### Task material ###
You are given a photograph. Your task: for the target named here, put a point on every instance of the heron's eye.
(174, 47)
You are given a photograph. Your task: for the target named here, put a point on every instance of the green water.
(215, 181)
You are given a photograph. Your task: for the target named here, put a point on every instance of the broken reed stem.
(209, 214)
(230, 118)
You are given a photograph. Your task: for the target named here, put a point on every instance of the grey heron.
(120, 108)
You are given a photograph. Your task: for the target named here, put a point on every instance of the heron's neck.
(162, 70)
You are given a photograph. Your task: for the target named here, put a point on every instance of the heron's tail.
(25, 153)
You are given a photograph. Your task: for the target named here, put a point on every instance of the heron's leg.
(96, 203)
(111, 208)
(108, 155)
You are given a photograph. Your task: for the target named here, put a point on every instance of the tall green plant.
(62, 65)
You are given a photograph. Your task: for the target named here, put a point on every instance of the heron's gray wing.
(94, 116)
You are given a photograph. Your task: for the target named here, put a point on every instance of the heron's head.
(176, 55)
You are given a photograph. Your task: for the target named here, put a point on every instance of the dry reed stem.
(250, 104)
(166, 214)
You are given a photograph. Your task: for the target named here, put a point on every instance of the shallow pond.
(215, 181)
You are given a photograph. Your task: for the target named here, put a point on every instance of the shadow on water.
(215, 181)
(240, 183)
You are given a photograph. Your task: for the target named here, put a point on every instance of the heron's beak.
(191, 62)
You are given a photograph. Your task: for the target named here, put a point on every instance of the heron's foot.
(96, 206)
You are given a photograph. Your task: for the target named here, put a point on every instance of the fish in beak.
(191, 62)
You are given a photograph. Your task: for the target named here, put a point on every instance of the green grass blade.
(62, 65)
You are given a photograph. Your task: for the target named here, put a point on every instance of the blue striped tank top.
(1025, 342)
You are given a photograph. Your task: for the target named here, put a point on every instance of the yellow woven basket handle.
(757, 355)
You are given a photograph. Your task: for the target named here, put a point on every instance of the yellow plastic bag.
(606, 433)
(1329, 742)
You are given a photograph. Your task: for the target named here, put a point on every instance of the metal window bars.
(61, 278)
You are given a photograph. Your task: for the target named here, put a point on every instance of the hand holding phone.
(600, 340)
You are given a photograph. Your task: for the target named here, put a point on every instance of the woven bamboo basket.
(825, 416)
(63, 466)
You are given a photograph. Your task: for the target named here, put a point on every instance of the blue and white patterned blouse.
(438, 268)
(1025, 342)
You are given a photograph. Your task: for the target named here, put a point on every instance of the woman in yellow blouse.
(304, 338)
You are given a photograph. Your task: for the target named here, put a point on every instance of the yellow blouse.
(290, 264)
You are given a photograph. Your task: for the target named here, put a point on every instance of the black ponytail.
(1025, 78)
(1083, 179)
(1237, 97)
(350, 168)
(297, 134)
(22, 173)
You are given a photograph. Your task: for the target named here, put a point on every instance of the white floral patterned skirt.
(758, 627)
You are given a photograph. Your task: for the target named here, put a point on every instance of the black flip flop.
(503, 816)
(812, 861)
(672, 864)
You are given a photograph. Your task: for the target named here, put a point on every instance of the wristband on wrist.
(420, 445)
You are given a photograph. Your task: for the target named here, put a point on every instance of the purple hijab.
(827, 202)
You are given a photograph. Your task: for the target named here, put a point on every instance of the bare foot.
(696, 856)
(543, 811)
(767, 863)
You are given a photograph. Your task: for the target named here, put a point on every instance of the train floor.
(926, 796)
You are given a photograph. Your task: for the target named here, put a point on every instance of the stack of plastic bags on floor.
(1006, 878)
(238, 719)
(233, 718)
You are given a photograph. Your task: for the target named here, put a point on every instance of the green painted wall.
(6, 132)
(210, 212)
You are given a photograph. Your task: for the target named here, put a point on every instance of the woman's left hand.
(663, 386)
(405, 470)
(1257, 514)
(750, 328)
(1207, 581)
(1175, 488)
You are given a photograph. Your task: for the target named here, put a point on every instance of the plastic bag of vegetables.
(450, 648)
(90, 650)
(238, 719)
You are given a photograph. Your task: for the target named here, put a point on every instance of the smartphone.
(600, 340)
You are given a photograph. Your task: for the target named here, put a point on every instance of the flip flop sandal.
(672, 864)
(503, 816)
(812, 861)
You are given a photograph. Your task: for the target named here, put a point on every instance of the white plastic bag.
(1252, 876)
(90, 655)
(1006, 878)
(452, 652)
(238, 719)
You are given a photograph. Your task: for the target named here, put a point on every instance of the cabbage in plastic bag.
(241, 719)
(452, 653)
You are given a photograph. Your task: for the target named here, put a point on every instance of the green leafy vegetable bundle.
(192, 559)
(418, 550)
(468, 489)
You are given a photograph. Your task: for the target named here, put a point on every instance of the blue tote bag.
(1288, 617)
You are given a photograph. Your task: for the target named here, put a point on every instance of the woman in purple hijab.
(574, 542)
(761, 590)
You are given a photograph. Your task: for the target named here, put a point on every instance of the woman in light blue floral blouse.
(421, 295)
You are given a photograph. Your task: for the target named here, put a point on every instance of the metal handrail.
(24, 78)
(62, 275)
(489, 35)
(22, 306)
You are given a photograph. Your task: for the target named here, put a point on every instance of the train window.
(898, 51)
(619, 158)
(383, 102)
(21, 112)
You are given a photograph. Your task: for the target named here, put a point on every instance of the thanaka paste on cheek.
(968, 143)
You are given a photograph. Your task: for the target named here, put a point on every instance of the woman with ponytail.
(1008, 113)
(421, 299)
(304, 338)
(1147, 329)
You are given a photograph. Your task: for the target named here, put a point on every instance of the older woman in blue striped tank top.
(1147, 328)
###
Transcribe all of the records exactly.

Exercise answer →
You are given a photograph. Your task: for the target named here, put a point on every instance of the heron's eye.
(174, 47)
You are given a photograph. Your task: for the target named here, put a point on every instance of the green water.
(215, 181)
You are given a photograph. Your task: for the target named here, put a point on every instance of the broken reed stem.
(209, 214)
(230, 118)
You are given a photograph. Your task: for the target named here, put a point on every instance of the grey heron.
(120, 108)
You are given a photograph. Your task: for the target named here, put a point on every instance of the heron's neck.
(162, 70)
You are given a photograph. Your task: for the target named here, put a point on every instance of the heron's tail.
(25, 153)
You are given a photograph. Your task: for the target named here, put a point on every instance of the heron's leg.
(96, 203)
(111, 208)
(108, 155)
You are given a photograph. Your task: for the target named here, put a point on every instance of the tall green plant.
(62, 65)
You are given a photograph. Your task: for the target named here, put a point on every instance of the heron's gray wing.
(94, 116)
You are given a photograph. Your task: for the target named here, put a point on every instance of the heron's head.
(176, 55)
You are given a photograph. Your task: for the target named here, put a point on every instance of the dry reed stem.
(250, 104)
(166, 214)
You are given a photograph. Your task: for the target named here, put a point on every instance of the shallow pond.
(215, 181)
You are given a photograph. Your task: for the target named here, put a point on every instance of the shadow on water.
(215, 181)
(240, 183)
You are given a photograph. Your task: for the target named here, put a point on every instance of the heron's beak.
(191, 62)
You are given a photograph. Your task: for the target named here, put a point on every instance of the heron's foot.
(96, 206)
You are given a photograph. Your task: for the target named here, put a point on every instance of the fish in beak.
(191, 62)
You are given a photograph. Your task: for the target named here, put a point on every instance of the green grass blade.
(62, 65)
You are given a photograph. Your task: for the target named here, put a point on every instance of the blue striped tank top.
(1025, 342)
You are given a photograph. Your task: for the target named here, put a point on every instance of the yellow woven basket handle.
(757, 355)
You are given a photograph. Your task: for the target named here, put a point on every instance of the yellow plastic bag.
(606, 433)
(1329, 742)
You are given a photograph. Your task: for the target named here, put a point on every instance of the metal window bars.
(61, 278)
You are given a photograph. Your task: for the target named here, put a point on every instance of the hand holding phone.
(600, 340)
You are given a photograph. Your task: for the target named here, put a point on every instance of the woven bamboo basket.
(825, 416)
(63, 466)
You are given a photograph. Your task: for the target named here, put a point on every instance of the blue and white patterned blouse.
(438, 268)
(1025, 342)
You are given a photograph. Your task: for the target named here, put a point on every instance of the woman in yellow blouse.
(304, 338)
You are given a photograph. Your task: for the target named here, put a point on every instance of the yellow blouse.
(290, 264)
You are given a photograph. Your task: for the target named here, put a point on every instance of the black ponytail.
(1025, 78)
(1083, 179)
(1237, 97)
(350, 168)
(297, 134)
(22, 173)
You are given a photograph. Your task: for the target named here, put a point on every instance of the white floral patterned skirt.
(758, 627)
You are given a photograph. Your task: for the target named here, put a point on every instance of the black flip flop.
(503, 816)
(812, 861)
(672, 864)
You are given a photograph. Your task: for the target named here, put a point on every instance of the wristband on wrist.
(420, 445)
You are given a photograph. Your task: for the target named here, put a point on every instance of the purple hijab.
(827, 202)
You are given a photograph. Your task: for the target named here, put a point on every instance of the bare foot.
(696, 856)
(543, 811)
(767, 863)
You are given a photograph. Your task: for the target named here, put a point on every instance of the train floor.
(926, 796)
You are given a photograph. Your task: for the target named here, put a point on every instance of the stack of plastic bags on floor.
(1006, 878)
(238, 719)
(233, 718)
You are given a photograph. Your task: for the target named here, put a point on every instance of the green painted wall.
(6, 132)
(210, 212)
You are given a photograph. Your task: for the target named here, put a point on every instance of the woman's left hand.
(663, 386)
(405, 470)
(1257, 514)
(750, 328)
(1207, 581)
(1175, 488)
You are given a photograph. Your task: for the target named here, put a point on every instance of the plastic bag of vegetables.
(450, 648)
(90, 650)
(238, 719)
You are given a photograph. Your task: for the target named here, put a point on every instance of the smartphone.
(600, 340)
You are given a photograph. Your task: for the target named here, put a point on every instance of the flip flop sandal.
(672, 864)
(503, 816)
(812, 861)
You are given a photograph. Your task: for the target named here, put a point on every instance of the white plastic bag.
(1252, 876)
(90, 655)
(1006, 878)
(452, 652)
(238, 719)
You are given a photograph. Your task: for the target named here, put a point on every instance of the cabbage in plastic bag.
(241, 719)
(452, 653)
You are given a photograph. Your task: for the target named here, put a point on every instance of the green leafy vegetable bundle.
(192, 559)
(418, 550)
(468, 489)
You are given a photograph. Your task: for the target named here, put a point on every instance of the blue tote bag.
(1288, 617)
You are given a photograph. Your task: for the target named here, put a point on every instance of the woman in purple hijab.
(574, 542)
(761, 590)
You are given a photograph. Your task: for the target named here, put a point on every instance of the woman in light blue floral blouse.
(421, 295)
You are given a photograph. Your task: for the target named here, put a point on every instance of the metal handrail.
(24, 78)
(62, 275)
(489, 35)
(22, 306)
You are given a photograph. Your task: for the target named here, put a point on every instance of the train window.
(898, 51)
(619, 158)
(383, 102)
(21, 112)
You are given a photograph. Your task: for the target named here, put a point on every instance of the thanaka paste on cheek.
(968, 143)
You are given a photograph. Your task: for the target named here, put a point on every instance of the woman with ponytail.
(1008, 113)
(421, 299)
(304, 338)
(1147, 329)
You are given a photograph. Your task: for the target named here, put a point on every instance of the older woman in blue striped tank top.
(1147, 328)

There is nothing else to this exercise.